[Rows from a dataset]
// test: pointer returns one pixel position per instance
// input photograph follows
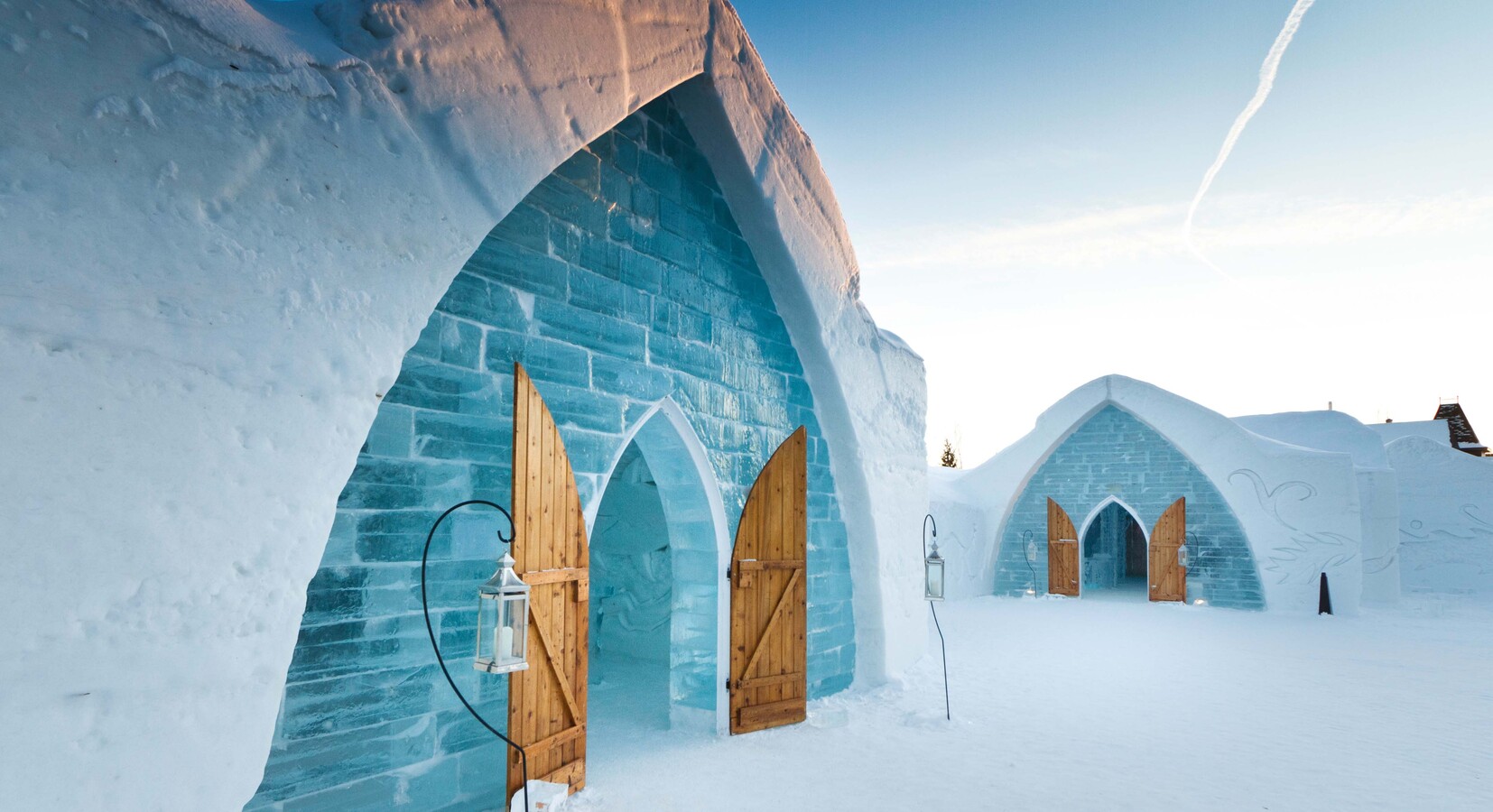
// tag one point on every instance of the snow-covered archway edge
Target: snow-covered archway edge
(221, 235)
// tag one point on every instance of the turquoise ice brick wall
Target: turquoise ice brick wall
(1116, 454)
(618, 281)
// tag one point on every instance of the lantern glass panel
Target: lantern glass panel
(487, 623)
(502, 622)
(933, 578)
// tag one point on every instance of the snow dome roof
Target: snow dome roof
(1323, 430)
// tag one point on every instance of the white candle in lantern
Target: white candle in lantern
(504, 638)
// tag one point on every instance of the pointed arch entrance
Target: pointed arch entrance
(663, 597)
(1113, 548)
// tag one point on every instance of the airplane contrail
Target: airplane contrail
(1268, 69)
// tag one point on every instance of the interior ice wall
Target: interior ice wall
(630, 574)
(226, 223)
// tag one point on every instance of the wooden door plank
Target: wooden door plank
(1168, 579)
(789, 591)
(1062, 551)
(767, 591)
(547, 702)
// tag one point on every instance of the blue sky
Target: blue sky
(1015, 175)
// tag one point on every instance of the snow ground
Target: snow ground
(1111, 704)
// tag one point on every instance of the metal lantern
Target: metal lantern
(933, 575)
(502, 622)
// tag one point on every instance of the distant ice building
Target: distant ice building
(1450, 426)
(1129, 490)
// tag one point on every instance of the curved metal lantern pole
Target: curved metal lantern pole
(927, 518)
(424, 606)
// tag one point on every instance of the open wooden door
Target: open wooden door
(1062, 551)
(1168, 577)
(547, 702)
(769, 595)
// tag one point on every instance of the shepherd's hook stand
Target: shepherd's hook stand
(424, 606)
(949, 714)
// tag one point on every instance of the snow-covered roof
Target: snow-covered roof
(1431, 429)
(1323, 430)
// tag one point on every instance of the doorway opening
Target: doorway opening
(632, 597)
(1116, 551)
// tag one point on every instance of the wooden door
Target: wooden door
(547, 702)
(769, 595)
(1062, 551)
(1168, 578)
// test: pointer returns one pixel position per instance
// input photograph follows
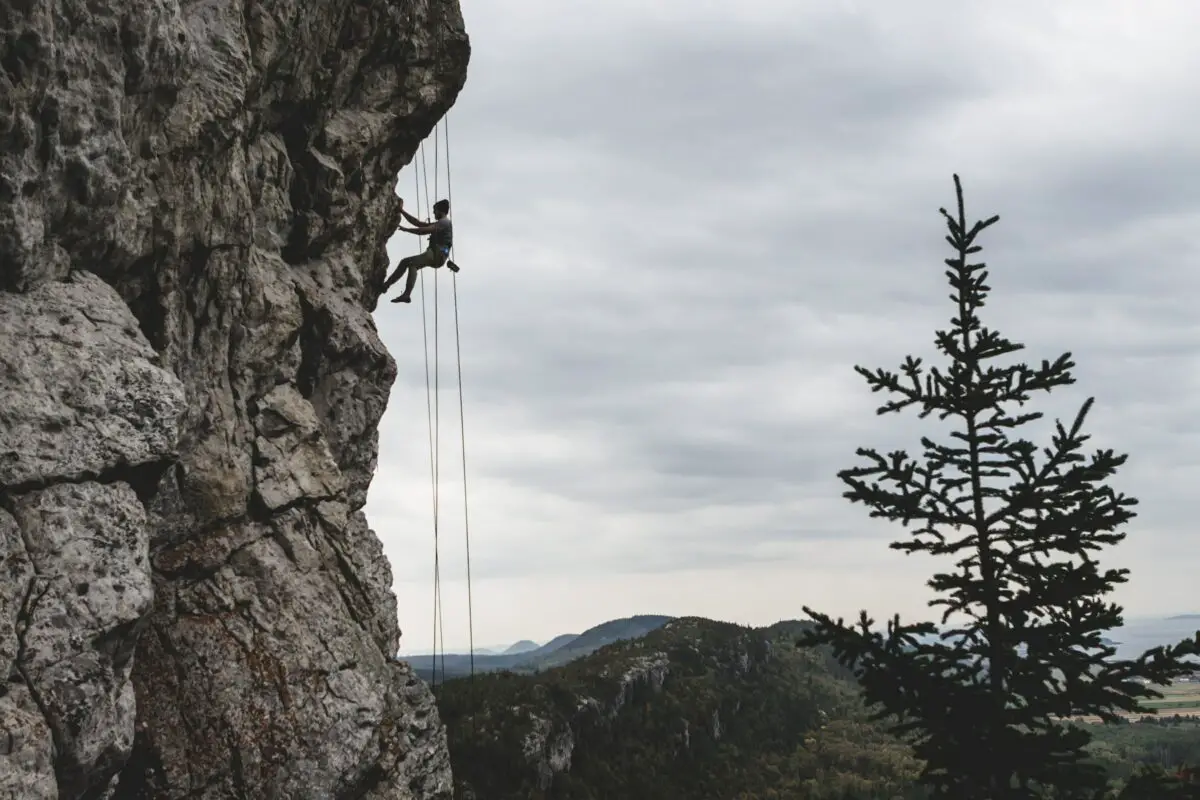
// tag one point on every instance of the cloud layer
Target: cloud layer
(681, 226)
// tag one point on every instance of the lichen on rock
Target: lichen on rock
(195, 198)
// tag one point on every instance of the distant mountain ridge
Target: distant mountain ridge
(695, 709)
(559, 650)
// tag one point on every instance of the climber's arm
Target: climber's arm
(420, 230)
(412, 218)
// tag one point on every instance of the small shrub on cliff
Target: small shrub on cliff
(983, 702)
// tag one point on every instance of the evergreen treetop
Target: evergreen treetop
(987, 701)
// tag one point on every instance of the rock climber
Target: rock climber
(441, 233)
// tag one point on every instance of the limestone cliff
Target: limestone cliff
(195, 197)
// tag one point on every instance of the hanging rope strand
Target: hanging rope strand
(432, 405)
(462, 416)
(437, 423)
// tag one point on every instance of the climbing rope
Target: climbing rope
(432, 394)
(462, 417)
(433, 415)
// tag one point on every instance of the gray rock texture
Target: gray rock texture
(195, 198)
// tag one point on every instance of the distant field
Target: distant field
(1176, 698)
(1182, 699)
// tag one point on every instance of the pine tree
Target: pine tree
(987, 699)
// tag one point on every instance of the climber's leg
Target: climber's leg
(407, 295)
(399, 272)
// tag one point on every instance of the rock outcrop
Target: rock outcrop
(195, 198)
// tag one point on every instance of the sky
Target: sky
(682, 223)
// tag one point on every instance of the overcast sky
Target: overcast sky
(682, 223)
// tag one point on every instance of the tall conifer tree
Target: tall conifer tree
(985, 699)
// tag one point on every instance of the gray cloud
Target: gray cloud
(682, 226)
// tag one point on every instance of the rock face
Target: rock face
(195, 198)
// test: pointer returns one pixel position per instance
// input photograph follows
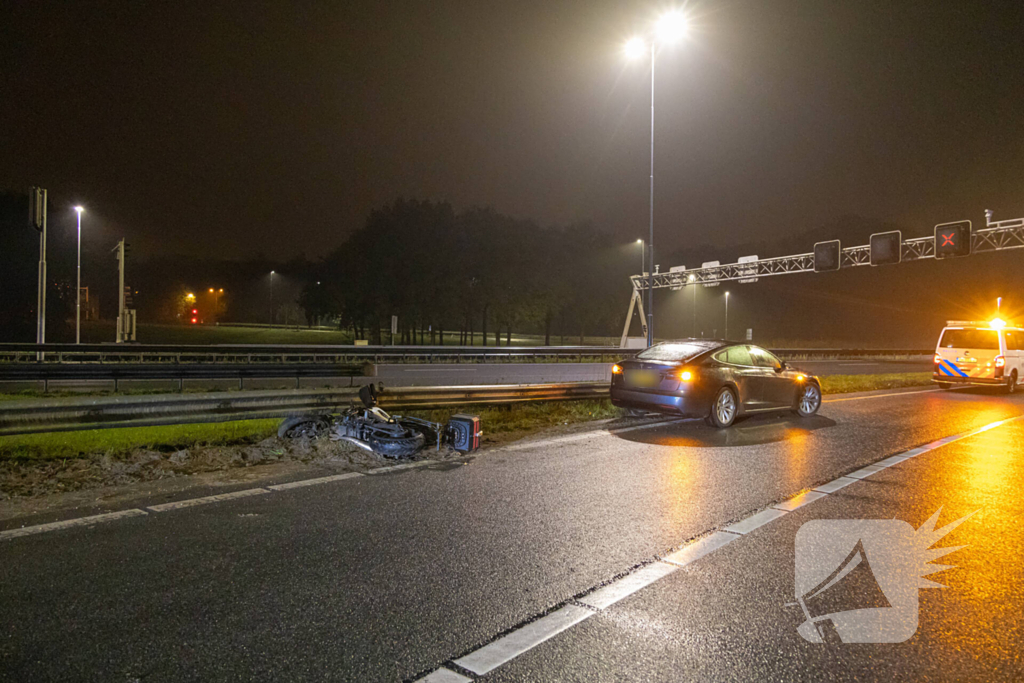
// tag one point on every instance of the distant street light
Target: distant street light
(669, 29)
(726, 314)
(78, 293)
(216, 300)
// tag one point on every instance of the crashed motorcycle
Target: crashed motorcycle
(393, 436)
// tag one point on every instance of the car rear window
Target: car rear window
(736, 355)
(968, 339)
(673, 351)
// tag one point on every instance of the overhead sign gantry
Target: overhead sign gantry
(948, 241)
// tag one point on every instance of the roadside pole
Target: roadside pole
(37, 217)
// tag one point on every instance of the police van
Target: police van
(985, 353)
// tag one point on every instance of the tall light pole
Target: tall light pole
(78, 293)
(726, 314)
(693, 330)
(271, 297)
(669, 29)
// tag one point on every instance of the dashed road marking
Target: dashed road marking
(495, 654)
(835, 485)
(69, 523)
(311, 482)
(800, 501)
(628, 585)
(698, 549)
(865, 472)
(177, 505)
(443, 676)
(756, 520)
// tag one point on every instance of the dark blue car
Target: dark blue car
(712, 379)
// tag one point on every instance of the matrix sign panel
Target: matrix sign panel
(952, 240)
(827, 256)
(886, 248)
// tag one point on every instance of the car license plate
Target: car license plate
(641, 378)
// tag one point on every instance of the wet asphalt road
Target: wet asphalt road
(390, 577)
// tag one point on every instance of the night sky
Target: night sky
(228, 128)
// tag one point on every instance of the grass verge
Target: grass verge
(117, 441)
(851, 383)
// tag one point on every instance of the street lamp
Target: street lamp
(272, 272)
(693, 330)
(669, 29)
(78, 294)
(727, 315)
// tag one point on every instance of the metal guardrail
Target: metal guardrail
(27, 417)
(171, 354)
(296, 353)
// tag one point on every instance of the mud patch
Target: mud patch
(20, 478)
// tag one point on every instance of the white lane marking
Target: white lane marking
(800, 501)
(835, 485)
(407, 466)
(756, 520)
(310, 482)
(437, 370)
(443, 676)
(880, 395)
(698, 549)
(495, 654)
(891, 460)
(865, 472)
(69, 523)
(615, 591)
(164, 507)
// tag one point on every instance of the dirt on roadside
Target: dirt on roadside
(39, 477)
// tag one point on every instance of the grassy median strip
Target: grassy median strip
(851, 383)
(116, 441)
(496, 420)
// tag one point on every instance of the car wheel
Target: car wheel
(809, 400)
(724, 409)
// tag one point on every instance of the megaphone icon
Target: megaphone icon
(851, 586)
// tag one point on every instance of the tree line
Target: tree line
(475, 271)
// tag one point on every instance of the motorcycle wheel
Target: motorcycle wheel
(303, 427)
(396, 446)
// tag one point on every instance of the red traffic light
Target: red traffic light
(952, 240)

Instructions to follow: Begin at the line that has "the grassy median strip" and stop after the last line of the items. Write out every line in that range again, requests included, and increase each coordinate in the answers by 102.

Exercise output:
// tag one point on every instance of the grassy median strip
Target: grassy median strip
(953, 485)
(218, 543)
(598, 522)
// tag one point on every instance of the car wheel
Target: car wheel
(911, 502)
(826, 511)
// tag one point on every instance of the megaphone icon
Target: megaphone icon
(953, 688)
// tag one point on every instance of the tree line
Target: tree line
(577, 373)
// tag one point on every instance of the motorcycle wheel
Target: motorcycle wheel
(405, 529)
(498, 548)
// tag one point on every instance of the red traffic light
Target: red traffic light
(1054, 342)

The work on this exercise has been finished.